(Extracted entries)

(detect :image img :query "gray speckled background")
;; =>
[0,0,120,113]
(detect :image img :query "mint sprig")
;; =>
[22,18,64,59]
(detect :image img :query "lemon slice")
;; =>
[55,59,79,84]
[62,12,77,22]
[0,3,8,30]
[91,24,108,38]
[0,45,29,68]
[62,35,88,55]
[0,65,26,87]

▸ WRITTEN EXERCISE:
Put every line of the entries above into a numbered list, leaving out any blank lines.

▸ FINISHED TASK:
1. (detect :image img :query "gray speckled background")
2. ;; =>
3. [0,0,120,113]
4. (detect :image img :query "mint sprig")
5. ;; =>
6. [22,18,64,59]
7. (detect :image img :query "lemon slice")
8. ;; =>
9. [55,59,79,84]
10. [62,12,77,22]
11. [0,3,8,30]
12. [91,24,108,38]
13. [0,45,29,68]
14. [62,35,88,55]
15. [0,65,26,87]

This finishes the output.